_STATED TASK:_ Can you lay out every line of the data below as a Markdown table with columns No. and Line, numbering the rows in order and leaving out blank lines?
* begin DATASET RECORDS *
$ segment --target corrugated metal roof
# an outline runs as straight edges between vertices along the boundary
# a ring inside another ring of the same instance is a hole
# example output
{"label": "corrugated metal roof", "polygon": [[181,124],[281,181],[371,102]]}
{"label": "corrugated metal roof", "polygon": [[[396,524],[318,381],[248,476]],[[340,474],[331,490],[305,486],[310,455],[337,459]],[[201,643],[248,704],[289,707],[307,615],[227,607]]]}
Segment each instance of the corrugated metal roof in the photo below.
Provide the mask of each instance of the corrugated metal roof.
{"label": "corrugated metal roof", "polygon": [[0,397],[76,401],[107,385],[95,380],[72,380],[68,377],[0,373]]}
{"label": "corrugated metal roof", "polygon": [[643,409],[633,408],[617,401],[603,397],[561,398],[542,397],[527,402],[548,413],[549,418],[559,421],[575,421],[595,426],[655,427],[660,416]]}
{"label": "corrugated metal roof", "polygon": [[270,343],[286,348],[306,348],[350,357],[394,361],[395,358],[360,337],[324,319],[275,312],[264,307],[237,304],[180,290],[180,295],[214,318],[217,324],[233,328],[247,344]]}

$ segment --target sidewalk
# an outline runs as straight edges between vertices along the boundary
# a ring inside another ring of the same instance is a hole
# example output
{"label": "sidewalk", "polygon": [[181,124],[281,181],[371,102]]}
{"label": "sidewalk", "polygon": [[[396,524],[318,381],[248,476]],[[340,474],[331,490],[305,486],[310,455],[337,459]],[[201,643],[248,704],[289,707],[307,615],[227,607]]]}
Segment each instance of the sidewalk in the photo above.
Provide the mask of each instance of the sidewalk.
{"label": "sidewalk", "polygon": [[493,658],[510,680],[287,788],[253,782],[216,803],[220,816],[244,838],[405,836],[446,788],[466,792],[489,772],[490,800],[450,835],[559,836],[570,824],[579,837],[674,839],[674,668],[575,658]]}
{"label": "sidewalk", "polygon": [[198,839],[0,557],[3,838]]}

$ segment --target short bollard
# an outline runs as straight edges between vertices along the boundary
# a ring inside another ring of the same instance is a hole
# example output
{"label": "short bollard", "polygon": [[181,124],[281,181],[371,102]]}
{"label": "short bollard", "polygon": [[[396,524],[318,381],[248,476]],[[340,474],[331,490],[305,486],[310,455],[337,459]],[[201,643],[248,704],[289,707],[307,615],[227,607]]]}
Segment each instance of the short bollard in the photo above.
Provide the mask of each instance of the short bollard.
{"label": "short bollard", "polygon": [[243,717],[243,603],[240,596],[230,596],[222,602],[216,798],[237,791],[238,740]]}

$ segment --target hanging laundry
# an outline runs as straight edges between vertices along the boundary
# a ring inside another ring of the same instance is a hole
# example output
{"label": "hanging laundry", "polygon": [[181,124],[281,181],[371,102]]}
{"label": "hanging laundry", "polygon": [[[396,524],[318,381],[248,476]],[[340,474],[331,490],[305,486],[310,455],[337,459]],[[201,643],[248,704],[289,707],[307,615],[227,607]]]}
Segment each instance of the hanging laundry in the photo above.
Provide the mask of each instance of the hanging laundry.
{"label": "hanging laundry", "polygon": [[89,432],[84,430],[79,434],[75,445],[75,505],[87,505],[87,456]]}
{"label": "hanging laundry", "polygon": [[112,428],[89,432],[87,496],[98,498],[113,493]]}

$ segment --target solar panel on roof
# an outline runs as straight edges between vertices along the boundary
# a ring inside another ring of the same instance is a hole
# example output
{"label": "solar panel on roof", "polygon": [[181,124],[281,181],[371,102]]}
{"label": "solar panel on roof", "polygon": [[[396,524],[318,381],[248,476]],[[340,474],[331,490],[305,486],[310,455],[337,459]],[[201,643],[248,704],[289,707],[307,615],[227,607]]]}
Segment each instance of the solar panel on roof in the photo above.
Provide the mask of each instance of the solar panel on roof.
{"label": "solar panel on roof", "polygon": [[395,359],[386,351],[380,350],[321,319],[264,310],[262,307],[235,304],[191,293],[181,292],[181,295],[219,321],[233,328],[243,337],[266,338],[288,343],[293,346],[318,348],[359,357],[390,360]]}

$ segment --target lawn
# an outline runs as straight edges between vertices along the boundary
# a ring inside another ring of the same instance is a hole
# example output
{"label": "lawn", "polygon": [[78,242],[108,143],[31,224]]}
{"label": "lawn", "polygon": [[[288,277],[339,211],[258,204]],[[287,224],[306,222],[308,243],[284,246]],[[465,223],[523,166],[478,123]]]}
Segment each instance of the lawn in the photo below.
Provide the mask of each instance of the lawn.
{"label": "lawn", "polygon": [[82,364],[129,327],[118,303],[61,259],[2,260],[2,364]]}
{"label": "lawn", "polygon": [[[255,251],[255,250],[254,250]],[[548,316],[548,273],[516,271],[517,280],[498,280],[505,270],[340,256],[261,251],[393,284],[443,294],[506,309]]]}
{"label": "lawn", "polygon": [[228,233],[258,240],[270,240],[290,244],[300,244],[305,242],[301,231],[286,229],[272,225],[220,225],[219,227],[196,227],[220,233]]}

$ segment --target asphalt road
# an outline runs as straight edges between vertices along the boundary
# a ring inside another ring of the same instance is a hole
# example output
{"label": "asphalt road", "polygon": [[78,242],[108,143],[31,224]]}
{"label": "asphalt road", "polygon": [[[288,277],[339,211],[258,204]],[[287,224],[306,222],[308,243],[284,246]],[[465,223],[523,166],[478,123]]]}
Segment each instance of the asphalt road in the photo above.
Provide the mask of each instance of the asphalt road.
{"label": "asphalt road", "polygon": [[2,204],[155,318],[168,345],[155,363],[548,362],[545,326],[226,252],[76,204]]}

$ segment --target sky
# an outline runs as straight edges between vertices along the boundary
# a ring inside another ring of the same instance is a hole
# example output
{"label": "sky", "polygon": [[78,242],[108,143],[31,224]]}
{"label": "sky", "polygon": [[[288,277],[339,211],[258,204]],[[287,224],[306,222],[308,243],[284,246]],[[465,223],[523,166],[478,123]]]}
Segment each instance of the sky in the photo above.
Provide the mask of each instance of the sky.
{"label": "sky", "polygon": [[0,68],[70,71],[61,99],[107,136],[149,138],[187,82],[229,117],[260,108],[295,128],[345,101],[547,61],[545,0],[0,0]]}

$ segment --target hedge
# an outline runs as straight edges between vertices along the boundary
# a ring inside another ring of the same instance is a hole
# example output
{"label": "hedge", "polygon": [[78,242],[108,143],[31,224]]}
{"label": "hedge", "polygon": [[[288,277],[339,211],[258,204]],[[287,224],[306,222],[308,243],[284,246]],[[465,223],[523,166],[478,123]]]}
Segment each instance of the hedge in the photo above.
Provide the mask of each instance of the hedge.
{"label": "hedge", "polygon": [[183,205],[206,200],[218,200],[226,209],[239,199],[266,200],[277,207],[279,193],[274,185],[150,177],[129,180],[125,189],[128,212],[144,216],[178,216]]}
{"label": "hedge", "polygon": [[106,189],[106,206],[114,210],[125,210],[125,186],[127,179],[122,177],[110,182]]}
* end DATASET RECORDS *
_RESPONSE BELOW:_
| No. | Line |
|---|---|
| 1 | $ segment --target corrugated metal roof |
| 2 | # an outline runs as straight edges between vertices along the boundary |
| 3 | # a ring inside another ring of the same instance is a hole |
| 4 | # example output |
| 5 | {"label": "corrugated metal roof", "polygon": [[181,124],[281,181],[371,102]]} |
| 6 | {"label": "corrugated metal roof", "polygon": [[[396,524],[318,381],[248,476]],[[340,474],[331,490],[305,486],[310,455],[337,459]],[[201,643],[248,704],[289,707],[307,615],[227,607]]]} |
| 7 | Segment each instance of the corrugated metal roof in the photo below. |
| 8 | Provide the mask of each instance of the corrugated metal roof. |
| 9 | {"label": "corrugated metal roof", "polygon": [[0,397],[76,401],[107,385],[95,380],[72,380],[68,377],[0,373]]} |
| 10 | {"label": "corrugated metal roof", "polygon": [[643,409],[633,408],[617,401],[603,397],[561,398],[542,397],[527,402],[548,413],[549,418],[559,421],[575,421],[595,426],[655,427],[660,416]]} |
| 11 | {"label": "corrugated metal roof", "polygon": [[270,343],[286,348],[306,348],[350,357],[394,361],[395,358],[360,337],[324,319],[275,312],[264,307],[237,304],[180,290],[180,295],[214,318],[217,324],[233,328],[247,344]]} |
| 12 | $ segment --target sidewalk |
| 13 | # an outline runs as straight edges between vertices along the boundary |
| 14 | # a ring inside another ring of the same instance is a hole |
| 15 | # example output |
| 16 | {"label": "sidewalk", "polygon": [[181,124],[281,181],[371,102]]} |
| 17 | {"label": "sidewalk", "polygon": [[[396,524],[318,381],[248,476]],[[340,474],[331,490],[305,486],[310,455],[337,459]],[[201,643],[248,704],[289,707],[307,615],[227,607]]]} |
| 18 | Segment each instance of the sidewalk in the photo above. |
| 19 | Provide the mask of each instance of the sidewalk. |
| 20 | {"label": "sidewalk", "polygon": [[493,658],[510,680],[287,788],[253,782],[216,803],[220,816],[244,838],[405,836],[446,788],[466,792],[489,772],[490,800],[450,835],[559,836],[570,824],[579,837],[674,839],[674,668],[575,658]]} |
| 21 | {"label": "sidewalk", "polygon": [[198,839],[0,557],[3,838]]} |
| 22 | $ segment --target short bollard |
| 23 | # an outline runs as straight edges between vertices along the boundary |
| 24 | # a ring inside another ring of the same instance is a hole |
| 25 | # example output |
| 26 | {"label": "short bollard", "polygon": [[181,124],[281,181],[371,102]]} |
| 27 | {"label": "short bollard", "polygon": [[[396,524],[318,381],[248,476]],[[340,474],[331,490],[305,486],[310,455],[337,459]],[[201,643],[248,704],[289,707],[307,615],[227,607]]]} |
| 28 | Segment each instance of the short bollard in the photo above. |
| 29 | Provide the mask of each instance of the short bollard. |
| 30 | {"label": "short bollard", "polygon": [[243,717],[243,603],[240,596],[230,596],[222,602],[216,798],[237,791],[238,740]]} |
| 31 | $ segment --target hanging laundry |
| 32 | # an outline runs as straight edges between vertices along the boundary |
| 33 | # a ring inside another ring of the same instance is a hole |
| 34 | # example output |
| 35 | {"label": "hanging laundry", "polygon": [[181,124],[281,181],[371,102]]} |
| 36 | {"label": "hanging laundry", "polygon": [[[396,524],[318,381],[248,476]],[[340,474],[331,490],[305,486],[310,455],[337,459]],[[201,643],[248,704],[289,707],[307,615],[227,607]]]} |
| 37 | Segment each instance of the hanging laundry in the photo above. |
| 38 | Provide the mask of each instance of the hanging laundry. |
| 39 | {"label": "hanging laundry", "polygon": [[89,432],[84,430],[79,434],[75,445],[75,505],[87,505],[87,456]]} |
| 40 | {"label": "hanging laundry", "polygon": [[112,428],[89,432],[87,496],[98,498],[113,493]]} |
| 41 | $ segment --target solar panel on roof |
| 42 | # an outline runs as straight edges between vertices along the boundary |
| 43 | # a ring inside another ring of the same instance is a hole |
| 44 | # example output |
| 45 | {"label": "solar panel on roof", "polygon": [[181,124],[281,181],[371,102]]} |
| 46 | {"label": "solar panel on roof", "polygon": [[[396,524],[318,381],[248,476]],[[340,474],[331,490],[305,486],[310,455],[337,459]],[[201,643],[248,704],[289,707],[307,615],[227,607]]]} |
| 47 | Segment each instance of the solar panel on roof in the photo above. |
| 48 | Provide the mask of each instance of the solar panel on roof. |
| 49 | {"label": "solar panel on roof", "polygon": [[395,359],[386,351],[380,350],[321,319],[264,310],[262,307],[235,304],[191,293],[181,292],[181,295],[219,321],[233,328],[243,337],[266,338],[288,343],[293,346],[318,348],[359,357],[390,360]]} |
| 50 | $ segment --target lawn |
| 51 | # an outline runs as straight edges between vertices along the boundary |
| 52 | # a ring inside another ring of the same instance is a hole |
| 53 | # example output |
| 54 | {"label": "lawn", "polygon": [[78,242],[108,143],[31,224]]} |
| 55 | {"label": "lawn", "polygon": [[[288,277],[339,211],[258,204]],[[287,224],[306,222],[308,243],[284,246]],[[465,223],[523,166],[478,123]]]} |
| 56 | Segment each instance of the lawn in the photo below. |
| 57 | Provide the mask of each instance of the lawn. |
| 58 | {"label": "lawn", "polygon": [[82,364],[129,327],[118,303],[61,259],[2,260],[2,364]]} |
| 59 | {"label": "lawn", "polygon": [[[255,251],[255,250],[254,250]],[[548,316],[548,273],[516,271],[517,280],[498,280],[505,270],[340,256],[261,251],[393,284],[443,294],[506,309]]]} |
| 60 | {"label": "lawn", "polygon": [[228,233],[258,240],[270,240],[290,244],[300,244],[305,242],[301,231],[286,229],[272,225],[220,225],[219,227],[196,227],[220,233]]} |
| 61 | $ segment --target asphalt road |
| 62 | # an outline runs as straight edges between vertices along the boundary |
| 63 | # a ring inside another ring of the same instance is a hole |
| 64 | # example output |
| 65 | {"label": "asphalt road", "polygon": [[78,242],[108,143],[31,224]]} |
| 66 | {"label": "asphalt road", "polygon": [[[288,277],[339,211],[258,204]],[[287,224],[306,222],[308,243],[284,246]],[[465,223],[523,166],[478,123]]]} |
| 67 | Segment each instance of the asphalt road in the photo above. |
| 68 | Provide the mask of each instance of the asphalt road. |
| 69 | {"label": "asphalt road", "polygon": [[2,204],[155,318],[168,345],[155,363],[548,362],[545,326],[226,252],[76,204]]} |
| 70 | $ segment --target sky |
| 71 | # an outline runs as straight edges between vertices along the boundary |
| 72 | # a ring inside another ring of the same instance is a hole |
| 73 | # example output |
| 74 | {"label": "sky", "polygon": [[78,242],[108,143],[31,224]]} |
| 75 | {"label": "sky", "polygon": [[[288,277],[339,211],[258,204]],[[287,224],[306,222],[308,243],[284,246]],[[465,223],[523,166],[478,123]]]} |
| 76 | Segment each instance of the sky in the photo above. |
| 77 | Provide the mask of each instance of the sky. |
| 78 | {"label": "sky", "polygon": [[0,68],[70,71],[61,99],[107,136],[149,138],[187,82],[229,117],[260,108],[295,128],[345,101],[547,61],[545,0],[0,0]]} |
| 79 | $ segment --target hedge |
| 80 | # an outline runs as straight edges between vertices along the boundary |
| 81 | # a ring inside another ring of the same instance is a hole |
| 82 | # example output |
| 83 | {"label": "hedge", "polygon": [[78,242],[108,143],[31,224]]} |
| 84 | {"label": "hedge", "polygon": [[[288,277],[339,211],[258,204]],[[287,224],[306,222],[308,243],[284,246]],[[465,223],[523,166],[478,123]]]} |
| 85 | Segment each instance of the hedge in the photo above. |
| 86 | Provide the mask of each instance of the hedge. |
| 87 | {"label": "hedge", "polygon": [[183,205],[206,200],[218,200],[226,209],[239,199],[266,200],[277,207],[279,193],[274,185],[150,177],[129,180],[125,189],[128,212],[144,216],[178,216]]} |
| 88 | {"label": "hedge", "polygon": [[106,189],[106,206],[114,210],[125,210],[125,186],[127,179],[122,177],[110,182]]} |